## Brief 1
In the portrait of the lumber-yard man below, why did he lose several jobs over the years?

He didn’t live a special life. He never went to college. He never saw the ocean. He drank too much and watched too much television. He worked in lumber yards his whole life, selling lumber, then managing yards. He could calculate the lumber needed for a house in his head. He never used the internet. He liked winners, especially Mickey Mantle, John Elway and Michael Jordan. He loved Angie Dickinson and Mariah Carey. Even when he was nearing 80, frail, with his kidneys failing and no teeth, he thought he had a way with the ladies. He flirted with every nurse and waitress he met. It wasn’t until his last month that he agreed to cancel his subscription to the Playboy channel. He took a lot of wildlife photos and hardly any of his family. He was the guy I called when I did something really stupid and needed money and assurance that it wouldn’t be mentioned again. His humor was sharp, off-color, sarcastic, and could be cruel. His house was never clean, and his favorite foods were chili, prime rib, liver and onions, and pie.


He was typical of western Colorado men of his generation; These men identified as outdoorsmen, drinkers and rugged individualists. They were opinionated and confident, not interested in politics or current events and slightly suspicious of educated people. He wasn’t ambitious and lost several jobs over the years because of his drinking, his refusal to bow to authority, or both. He never had money, and we lived in a double-wide trailer on a dirt road. There were ragged looking shacks for outbuildings. He hired a friend with a backhoe to dig a pond and tried several times to stock it with trout. He started many projects, finished few.

He lived alone from 1978 until his death in February 2017. While married, he flirted with many women: his neighbor, his sister-in-law, his coworkers. He claimed he never cheated on his wife, but I recall several times our mother piled us kids in the car and drove around trying to catch him in the act of cheating. I’m not sure if this was her jealousy, his infidelity or both. The marriage was always troubled. She left him for another man after 20 years, and the messy divorce broke his heart. For several years, he cried every time I saw him or talked to him. He never remarried and never lived with another woman.

## Point-based annotation data

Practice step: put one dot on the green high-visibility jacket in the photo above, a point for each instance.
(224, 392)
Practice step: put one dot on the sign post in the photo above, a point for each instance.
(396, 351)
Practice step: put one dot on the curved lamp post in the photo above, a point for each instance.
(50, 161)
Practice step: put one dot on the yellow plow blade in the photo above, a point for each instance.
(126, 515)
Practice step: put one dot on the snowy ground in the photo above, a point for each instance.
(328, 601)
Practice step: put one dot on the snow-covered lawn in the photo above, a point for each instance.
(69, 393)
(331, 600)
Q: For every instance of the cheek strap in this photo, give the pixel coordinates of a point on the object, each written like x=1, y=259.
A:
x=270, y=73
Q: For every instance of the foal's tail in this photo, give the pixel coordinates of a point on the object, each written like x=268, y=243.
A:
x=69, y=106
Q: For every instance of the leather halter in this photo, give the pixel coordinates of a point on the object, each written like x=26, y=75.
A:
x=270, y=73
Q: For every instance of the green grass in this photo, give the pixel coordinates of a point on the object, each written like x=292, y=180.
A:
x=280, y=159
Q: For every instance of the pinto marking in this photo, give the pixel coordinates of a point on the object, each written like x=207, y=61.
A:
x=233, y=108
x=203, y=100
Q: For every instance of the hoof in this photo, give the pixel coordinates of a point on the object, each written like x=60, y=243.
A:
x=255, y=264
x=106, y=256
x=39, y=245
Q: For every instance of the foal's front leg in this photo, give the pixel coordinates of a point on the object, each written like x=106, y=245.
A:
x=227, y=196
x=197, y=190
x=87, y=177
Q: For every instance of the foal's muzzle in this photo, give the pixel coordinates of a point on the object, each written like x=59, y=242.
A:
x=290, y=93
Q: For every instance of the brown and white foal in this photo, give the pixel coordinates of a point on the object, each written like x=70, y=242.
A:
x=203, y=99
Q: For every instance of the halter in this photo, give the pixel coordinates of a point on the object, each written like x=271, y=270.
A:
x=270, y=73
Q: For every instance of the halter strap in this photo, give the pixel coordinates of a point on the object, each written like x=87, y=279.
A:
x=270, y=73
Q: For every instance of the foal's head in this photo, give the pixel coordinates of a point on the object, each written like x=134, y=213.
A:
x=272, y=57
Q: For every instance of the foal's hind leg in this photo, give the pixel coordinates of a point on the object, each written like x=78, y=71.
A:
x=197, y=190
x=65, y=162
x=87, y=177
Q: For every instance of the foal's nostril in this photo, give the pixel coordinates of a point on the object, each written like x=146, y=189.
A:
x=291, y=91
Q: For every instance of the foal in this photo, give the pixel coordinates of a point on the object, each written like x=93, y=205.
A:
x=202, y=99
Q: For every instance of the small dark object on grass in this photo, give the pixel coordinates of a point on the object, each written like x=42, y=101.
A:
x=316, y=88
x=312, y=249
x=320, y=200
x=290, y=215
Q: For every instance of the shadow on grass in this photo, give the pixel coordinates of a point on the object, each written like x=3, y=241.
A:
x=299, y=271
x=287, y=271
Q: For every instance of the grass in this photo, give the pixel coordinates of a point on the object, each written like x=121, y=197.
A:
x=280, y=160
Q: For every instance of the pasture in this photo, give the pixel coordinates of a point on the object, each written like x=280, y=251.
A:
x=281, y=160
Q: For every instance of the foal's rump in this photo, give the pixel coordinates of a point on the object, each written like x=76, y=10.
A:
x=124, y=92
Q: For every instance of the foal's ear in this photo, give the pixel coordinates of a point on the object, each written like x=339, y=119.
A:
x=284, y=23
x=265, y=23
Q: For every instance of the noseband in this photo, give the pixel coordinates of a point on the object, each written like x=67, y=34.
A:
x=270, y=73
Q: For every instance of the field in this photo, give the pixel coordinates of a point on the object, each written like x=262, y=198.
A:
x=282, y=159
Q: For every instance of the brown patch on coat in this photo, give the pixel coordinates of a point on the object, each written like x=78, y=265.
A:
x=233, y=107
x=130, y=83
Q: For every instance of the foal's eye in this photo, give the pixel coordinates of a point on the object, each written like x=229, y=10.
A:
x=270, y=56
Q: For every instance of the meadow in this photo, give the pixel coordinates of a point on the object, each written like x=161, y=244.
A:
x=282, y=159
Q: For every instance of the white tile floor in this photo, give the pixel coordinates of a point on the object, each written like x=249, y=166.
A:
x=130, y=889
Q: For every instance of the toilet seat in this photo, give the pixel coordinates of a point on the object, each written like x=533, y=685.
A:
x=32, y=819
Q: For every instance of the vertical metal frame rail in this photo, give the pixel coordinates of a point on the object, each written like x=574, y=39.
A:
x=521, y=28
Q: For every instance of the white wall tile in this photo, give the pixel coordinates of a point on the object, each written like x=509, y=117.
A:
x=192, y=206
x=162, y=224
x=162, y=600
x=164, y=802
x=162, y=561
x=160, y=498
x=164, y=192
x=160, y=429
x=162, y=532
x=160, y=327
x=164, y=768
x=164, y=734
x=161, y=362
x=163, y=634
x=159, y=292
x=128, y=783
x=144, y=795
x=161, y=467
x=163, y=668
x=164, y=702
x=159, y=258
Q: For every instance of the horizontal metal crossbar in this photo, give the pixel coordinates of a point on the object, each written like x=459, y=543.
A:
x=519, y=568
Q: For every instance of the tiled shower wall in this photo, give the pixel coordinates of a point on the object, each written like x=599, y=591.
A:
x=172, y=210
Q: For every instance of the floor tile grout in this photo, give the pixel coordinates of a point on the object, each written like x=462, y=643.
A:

## Brief 2
Copy the lines of the listing from the one containing "Q: For every instance of the foal's ear" through the one containing "x=270, y=56", both included.

## Task result 1
He lost them because of his drinking, his refusal to bow to authority, or both.

## Task result 2
Q: For every instance of the foal's ear in this photo, give the pixel coordinates of a point on the object, each written like x=339, y=119.
A:
x=284, y=23
x=265, y=23
Q: For every instance of the noseband in this photo, give the pixel coordinates of a point on the object, each written like x=67, y=34.
A:
x=270, y=73
Q: For every instance of the field in this photo, give the pixel coordinates of a point on the object, each written like x=262, y=198.
A:
x=282, y=159
Q: For every instance of the brown patch on coat in this photo, give the pixel coordinates of a point on the object, each written like x=78, y=265.
A:
x=233, y=107
x=130, y=83
Q: For every instance of the foal's eye in this photo, give the pixel coordinates of a point on the object, each written like x=229, y=10.
A:
x=270, y=56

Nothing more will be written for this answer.